## Required task
Rewrite the lines from the one containing "Target: front bumper" through the end of the lines, inclusive, replacing "instance" with "occurrence" and changing nothing else.

## Extracted entries

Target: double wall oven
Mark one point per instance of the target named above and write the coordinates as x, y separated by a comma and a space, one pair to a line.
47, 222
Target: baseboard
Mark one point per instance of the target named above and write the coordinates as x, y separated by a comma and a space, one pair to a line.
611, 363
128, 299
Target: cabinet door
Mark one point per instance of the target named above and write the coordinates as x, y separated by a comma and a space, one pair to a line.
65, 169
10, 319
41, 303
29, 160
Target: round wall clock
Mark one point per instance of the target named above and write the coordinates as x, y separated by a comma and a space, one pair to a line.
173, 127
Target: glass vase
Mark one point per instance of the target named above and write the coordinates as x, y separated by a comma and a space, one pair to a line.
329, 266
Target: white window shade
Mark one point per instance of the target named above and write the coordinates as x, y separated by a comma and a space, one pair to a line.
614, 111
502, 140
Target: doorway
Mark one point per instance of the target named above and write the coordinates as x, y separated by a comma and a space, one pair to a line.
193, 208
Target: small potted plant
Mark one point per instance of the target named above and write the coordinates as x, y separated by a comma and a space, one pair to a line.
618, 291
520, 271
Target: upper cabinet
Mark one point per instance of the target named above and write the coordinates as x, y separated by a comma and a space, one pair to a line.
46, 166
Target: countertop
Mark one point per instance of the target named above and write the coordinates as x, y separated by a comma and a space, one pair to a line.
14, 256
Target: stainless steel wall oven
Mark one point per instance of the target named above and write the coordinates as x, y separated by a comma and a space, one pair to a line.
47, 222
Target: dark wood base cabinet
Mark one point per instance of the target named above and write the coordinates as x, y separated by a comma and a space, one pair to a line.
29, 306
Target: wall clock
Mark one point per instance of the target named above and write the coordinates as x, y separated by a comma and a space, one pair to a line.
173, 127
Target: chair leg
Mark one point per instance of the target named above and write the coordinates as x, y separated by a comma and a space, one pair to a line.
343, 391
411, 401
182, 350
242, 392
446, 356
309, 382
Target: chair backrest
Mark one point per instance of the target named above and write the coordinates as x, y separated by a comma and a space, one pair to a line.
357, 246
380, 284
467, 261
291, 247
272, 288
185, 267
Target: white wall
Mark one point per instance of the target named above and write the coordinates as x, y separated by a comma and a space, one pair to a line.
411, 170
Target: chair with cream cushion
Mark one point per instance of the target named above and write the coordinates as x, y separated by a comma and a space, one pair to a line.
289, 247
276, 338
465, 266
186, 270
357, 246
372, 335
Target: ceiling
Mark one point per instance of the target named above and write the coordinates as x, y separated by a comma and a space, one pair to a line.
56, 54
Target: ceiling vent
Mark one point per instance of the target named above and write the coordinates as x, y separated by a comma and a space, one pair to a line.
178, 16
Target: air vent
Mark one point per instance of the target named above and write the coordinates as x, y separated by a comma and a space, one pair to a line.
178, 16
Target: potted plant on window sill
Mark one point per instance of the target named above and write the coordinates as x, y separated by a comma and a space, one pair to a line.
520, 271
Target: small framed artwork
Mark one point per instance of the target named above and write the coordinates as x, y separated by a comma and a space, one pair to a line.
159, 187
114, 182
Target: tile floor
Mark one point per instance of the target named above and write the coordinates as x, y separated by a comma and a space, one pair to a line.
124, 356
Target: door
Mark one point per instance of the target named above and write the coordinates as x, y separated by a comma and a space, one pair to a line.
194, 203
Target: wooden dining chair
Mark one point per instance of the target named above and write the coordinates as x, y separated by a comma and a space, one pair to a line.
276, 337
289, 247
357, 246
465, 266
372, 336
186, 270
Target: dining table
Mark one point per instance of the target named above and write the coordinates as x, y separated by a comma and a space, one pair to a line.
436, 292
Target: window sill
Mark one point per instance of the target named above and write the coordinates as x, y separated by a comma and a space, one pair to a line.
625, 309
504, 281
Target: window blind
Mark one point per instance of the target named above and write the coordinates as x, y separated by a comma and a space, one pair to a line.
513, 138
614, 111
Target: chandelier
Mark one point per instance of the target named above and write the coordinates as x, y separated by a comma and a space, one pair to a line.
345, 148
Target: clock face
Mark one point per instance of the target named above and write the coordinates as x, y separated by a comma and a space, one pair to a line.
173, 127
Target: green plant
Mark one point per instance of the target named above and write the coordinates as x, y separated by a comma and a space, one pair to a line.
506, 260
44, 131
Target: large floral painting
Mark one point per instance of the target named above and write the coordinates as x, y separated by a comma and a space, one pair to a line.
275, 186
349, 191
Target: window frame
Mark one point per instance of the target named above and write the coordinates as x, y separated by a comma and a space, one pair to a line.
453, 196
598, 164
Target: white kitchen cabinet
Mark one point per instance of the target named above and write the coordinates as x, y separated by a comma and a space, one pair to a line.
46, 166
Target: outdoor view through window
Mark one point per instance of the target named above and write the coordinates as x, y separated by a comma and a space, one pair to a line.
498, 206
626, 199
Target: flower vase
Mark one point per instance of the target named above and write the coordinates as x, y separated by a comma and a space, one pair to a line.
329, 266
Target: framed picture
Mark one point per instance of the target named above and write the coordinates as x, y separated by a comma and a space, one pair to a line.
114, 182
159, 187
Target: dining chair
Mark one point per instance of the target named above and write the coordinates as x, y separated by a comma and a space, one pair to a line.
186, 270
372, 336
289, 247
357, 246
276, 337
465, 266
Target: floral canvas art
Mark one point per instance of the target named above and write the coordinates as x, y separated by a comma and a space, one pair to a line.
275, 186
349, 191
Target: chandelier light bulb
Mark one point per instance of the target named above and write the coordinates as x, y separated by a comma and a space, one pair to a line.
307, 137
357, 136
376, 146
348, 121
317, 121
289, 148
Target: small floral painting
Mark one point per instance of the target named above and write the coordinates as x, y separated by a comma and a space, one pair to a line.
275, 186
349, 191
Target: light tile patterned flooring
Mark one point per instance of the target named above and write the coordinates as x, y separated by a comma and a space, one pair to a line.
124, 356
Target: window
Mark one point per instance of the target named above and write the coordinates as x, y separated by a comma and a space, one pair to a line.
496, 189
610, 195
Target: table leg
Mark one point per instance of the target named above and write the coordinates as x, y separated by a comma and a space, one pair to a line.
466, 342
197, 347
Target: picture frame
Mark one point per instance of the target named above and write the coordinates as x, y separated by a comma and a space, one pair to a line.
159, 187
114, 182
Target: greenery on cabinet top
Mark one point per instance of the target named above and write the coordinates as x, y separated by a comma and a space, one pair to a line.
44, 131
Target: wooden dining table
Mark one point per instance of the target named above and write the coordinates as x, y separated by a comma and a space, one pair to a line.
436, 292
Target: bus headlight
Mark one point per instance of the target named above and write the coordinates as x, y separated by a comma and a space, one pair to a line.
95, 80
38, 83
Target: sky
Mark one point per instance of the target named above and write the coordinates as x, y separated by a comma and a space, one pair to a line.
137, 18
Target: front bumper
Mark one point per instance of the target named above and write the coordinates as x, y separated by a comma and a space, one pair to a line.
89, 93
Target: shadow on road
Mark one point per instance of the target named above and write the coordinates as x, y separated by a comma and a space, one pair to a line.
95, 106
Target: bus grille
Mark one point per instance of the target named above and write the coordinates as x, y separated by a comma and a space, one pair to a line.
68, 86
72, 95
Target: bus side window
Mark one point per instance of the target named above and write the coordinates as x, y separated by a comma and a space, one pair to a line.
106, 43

## Exercise solution
Target: front bumper
Mark one point per occurrence of the target named above and write the coordinates as x, y separated by a comma and a space, one pair to a line.
89, 93
Target: shadow on road
Mark one point per occurrence of the target named above and write the coordinates as x, y separated by a comma and a space, one pair to a line.
95, 106
Target: bus grille
Mark one point per occurrence of the target named above and write the coordinates as x, y separated by a comma and a space, one pair to a line.
68, 86
72, 95
Target: bus side window
Mark one point per occurrence of the target named above and write the coordinates as x, y separated by a comma and a space, one pair to a line.
106, 43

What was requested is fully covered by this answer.